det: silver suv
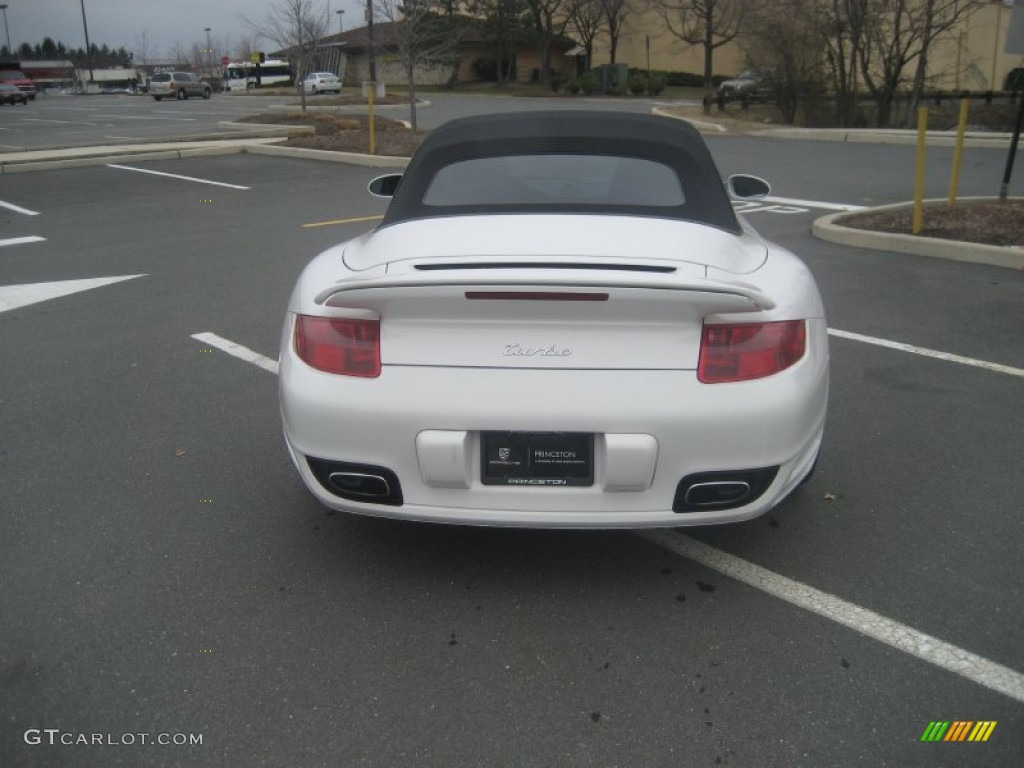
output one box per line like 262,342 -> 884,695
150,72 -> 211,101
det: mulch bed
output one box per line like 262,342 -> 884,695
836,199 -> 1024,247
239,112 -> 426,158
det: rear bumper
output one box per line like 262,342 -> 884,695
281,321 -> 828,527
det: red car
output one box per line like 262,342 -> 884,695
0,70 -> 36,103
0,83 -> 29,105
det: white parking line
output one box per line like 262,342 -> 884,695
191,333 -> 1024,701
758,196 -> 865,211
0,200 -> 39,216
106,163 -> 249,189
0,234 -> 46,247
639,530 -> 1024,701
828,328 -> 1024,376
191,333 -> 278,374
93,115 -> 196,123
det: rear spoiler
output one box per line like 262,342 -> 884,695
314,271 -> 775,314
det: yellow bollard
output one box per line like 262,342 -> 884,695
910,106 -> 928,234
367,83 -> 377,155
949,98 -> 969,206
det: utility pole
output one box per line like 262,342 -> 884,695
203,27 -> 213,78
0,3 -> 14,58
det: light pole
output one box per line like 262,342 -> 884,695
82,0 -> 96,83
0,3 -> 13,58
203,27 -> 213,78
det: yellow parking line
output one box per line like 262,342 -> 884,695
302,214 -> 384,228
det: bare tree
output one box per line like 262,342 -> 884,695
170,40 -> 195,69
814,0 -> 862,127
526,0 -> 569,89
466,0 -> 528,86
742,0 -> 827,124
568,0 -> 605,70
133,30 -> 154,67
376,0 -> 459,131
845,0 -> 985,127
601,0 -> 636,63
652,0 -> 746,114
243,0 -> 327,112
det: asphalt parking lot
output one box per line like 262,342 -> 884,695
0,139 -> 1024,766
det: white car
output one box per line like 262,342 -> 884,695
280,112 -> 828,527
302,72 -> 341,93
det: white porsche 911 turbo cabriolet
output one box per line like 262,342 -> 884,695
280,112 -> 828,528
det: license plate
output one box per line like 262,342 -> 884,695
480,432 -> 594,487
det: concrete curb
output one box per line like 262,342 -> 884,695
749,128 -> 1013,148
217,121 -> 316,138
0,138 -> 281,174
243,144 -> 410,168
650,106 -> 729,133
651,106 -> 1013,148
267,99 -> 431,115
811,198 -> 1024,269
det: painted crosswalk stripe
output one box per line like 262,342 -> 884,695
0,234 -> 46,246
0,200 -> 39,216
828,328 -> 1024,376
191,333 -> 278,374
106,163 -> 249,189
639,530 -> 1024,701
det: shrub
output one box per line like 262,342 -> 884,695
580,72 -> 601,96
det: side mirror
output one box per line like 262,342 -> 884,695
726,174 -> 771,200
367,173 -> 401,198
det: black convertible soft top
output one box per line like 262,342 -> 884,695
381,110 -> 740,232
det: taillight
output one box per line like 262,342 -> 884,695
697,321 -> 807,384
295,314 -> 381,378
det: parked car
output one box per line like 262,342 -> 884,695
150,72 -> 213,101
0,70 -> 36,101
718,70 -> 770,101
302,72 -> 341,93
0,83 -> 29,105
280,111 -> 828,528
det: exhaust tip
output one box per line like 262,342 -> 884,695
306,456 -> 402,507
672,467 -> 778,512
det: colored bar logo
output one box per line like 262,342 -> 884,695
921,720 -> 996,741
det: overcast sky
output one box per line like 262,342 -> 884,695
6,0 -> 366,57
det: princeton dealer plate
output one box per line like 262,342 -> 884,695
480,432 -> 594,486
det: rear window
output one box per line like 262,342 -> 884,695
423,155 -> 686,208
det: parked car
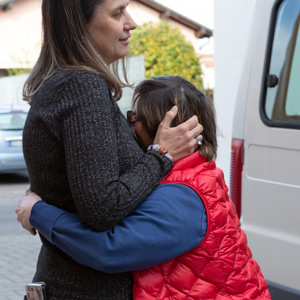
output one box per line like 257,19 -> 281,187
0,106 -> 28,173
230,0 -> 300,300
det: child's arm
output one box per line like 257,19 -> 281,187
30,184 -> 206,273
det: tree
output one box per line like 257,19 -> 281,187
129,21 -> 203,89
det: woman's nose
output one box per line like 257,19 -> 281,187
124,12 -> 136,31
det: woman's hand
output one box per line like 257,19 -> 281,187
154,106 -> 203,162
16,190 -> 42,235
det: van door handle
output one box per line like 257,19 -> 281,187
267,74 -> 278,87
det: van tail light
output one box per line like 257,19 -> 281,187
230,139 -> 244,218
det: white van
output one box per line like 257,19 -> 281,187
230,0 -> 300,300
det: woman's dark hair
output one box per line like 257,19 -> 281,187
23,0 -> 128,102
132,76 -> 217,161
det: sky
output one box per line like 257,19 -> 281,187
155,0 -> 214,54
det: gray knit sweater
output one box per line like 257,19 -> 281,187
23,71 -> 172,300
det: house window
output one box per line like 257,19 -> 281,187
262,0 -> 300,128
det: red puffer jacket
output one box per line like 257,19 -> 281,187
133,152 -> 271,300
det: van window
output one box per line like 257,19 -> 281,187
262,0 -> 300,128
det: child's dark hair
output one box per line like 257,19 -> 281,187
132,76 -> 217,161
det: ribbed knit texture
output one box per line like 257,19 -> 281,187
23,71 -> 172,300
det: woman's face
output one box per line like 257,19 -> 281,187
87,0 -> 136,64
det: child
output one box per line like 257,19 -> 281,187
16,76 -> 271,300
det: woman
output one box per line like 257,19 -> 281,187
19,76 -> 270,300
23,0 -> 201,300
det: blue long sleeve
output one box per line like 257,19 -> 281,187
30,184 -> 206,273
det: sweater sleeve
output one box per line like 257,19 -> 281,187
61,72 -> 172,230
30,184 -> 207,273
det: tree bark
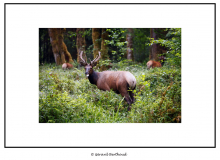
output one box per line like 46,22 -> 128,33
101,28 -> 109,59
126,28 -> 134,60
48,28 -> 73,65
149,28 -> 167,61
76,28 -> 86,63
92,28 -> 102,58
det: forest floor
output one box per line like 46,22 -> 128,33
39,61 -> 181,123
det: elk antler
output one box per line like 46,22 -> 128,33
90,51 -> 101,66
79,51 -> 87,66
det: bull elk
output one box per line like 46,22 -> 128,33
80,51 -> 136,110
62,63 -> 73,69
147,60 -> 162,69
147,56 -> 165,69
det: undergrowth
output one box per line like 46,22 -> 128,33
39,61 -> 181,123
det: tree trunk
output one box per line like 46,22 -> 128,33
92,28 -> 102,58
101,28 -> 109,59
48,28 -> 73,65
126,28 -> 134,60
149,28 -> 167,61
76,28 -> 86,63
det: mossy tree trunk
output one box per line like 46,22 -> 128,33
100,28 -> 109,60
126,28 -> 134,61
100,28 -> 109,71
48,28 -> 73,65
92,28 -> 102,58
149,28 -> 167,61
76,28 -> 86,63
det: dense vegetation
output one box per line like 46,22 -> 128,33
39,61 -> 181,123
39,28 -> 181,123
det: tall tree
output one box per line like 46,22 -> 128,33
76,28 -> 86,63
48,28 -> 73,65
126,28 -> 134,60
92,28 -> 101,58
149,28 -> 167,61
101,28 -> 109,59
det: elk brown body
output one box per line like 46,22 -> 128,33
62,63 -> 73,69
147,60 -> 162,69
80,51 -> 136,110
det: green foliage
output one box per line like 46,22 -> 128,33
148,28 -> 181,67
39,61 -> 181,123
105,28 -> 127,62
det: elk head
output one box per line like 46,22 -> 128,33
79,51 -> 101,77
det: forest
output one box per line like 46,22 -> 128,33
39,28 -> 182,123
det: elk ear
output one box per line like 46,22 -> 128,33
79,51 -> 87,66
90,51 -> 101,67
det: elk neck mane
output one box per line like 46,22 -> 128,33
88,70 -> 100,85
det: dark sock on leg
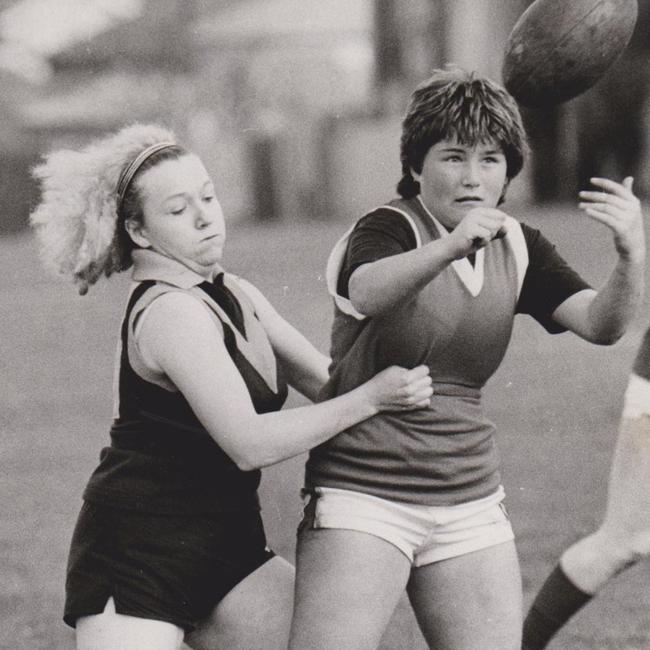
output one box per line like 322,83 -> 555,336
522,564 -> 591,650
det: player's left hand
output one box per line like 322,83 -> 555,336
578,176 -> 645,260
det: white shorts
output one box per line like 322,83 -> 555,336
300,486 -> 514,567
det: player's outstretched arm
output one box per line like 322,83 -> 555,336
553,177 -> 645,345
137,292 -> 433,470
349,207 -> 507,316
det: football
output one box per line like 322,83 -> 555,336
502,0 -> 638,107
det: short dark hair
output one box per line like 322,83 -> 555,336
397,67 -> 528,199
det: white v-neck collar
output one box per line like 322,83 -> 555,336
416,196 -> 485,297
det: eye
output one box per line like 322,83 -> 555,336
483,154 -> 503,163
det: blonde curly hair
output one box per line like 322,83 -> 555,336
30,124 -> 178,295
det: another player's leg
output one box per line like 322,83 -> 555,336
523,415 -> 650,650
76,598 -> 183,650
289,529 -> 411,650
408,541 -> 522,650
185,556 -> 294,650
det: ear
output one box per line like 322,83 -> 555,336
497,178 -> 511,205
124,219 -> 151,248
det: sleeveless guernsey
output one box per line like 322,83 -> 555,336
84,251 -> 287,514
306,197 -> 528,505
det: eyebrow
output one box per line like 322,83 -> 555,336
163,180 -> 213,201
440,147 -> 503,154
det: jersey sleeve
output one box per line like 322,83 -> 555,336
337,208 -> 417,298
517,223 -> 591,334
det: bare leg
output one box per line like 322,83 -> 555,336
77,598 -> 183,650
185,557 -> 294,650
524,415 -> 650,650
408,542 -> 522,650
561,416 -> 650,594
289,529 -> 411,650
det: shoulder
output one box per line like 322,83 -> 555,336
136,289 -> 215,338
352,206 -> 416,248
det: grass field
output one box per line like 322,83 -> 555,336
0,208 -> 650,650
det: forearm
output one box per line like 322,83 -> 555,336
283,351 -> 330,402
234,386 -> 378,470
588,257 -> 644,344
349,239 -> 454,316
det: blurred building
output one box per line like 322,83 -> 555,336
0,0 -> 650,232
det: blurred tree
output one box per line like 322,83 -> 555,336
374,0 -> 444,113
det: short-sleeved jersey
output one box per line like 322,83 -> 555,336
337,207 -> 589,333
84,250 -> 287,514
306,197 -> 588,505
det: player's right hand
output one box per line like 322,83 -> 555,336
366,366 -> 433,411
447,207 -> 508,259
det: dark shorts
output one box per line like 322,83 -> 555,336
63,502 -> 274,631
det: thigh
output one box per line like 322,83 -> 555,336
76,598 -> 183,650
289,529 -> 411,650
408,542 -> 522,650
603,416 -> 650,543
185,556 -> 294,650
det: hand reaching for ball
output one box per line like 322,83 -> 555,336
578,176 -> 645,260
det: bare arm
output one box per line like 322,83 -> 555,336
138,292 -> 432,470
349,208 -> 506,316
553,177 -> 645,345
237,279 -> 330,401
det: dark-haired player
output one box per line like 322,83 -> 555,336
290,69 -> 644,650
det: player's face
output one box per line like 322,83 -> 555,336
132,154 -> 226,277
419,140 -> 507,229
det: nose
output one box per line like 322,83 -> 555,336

-=-=-

(WRITTEN PROBLEM)
Repeat the data verbatim for the stretch from the line containing "det: bull elk" through the line containing "349,207 -> 507,316", including both of those lines. Omit the pictures from your answer.

(OUTPUT)
det: bull elk
output one box per line like 46,22 -> 128,33
80,51 -> 136,110
62,63 -> 73,69
147,60 -> 162,69
147,56 -> 165,69
det: undergrowth
output one box per line like 46,22 -> 128,33
39,61 -> 181,123
det: tree trunk
output one box per line like 46,22 -> 128,33
92,28 -> 102,58
101,28 -> 109,59
48,28 -> 73,65
126,28 -> 134,60
149,28 -> 167,61
76,28 -> 86,63
det: mossy tree trunk
output one box per line like 46,22 -> 128,33
100,28 -> 109,60
126,28 -> 134,61
100,28 -> 109,71
48,28 -> 73,65
92,28 -> 102,58
149,28 -> 167,61
76,28 -> 86,63
det: dense vegetation
output one box per line like 46,22 -> 128,33
39,61 -> 181,123
39,28 -> 181,123
det: tall tree
output one box per line like 46,22 -> 128,33
76,28 -> 86,63
48,28 -> 73,65
126,28 -> 134,60
92,28 -> 101,58
149,28 -> 167,61
101,28 -> 109,59
det: elk brown body
output one box per line like 46,22 -> 128,33
62,63 -> 73,69
147,60 -> 162,69
80,51 -> 136,110
det: green foliage
output one box per line like 46,22 -> 128,33
148,28 -> 181,67
39,61 -> 181,123
105,28 -> 127,62
det: elk head
output one box per line like 46,22 -> 128,33
79,51 -> 101,77
det: forest
output one box per line like 46,22 -> 128,33
39,28 -> 182,123
det: elk ear
output one box per line like 46,22 -> 128,33
79,51 -> 87,66
90,51 -> 101,67
det: elk neck mane
output one box per line like 46,22 -> 128,33
88,70 -> 100,85
det: dark sock on leg
output one box per line like 322,83 -> 555,336
522,564 -> 591,650
det: player's left hand
output one box per line like 322,83 -> 555,336
578,176 -> 645,260
det: white shorts
output one box per line like 322,83 -> 555,336
300,486 -> 514,567
det: player's outstretched arm
output one box per line like 322,83 -> 555,336
553,177 -> 645,345
137,292 -> 433,470
349,207 -> 507,316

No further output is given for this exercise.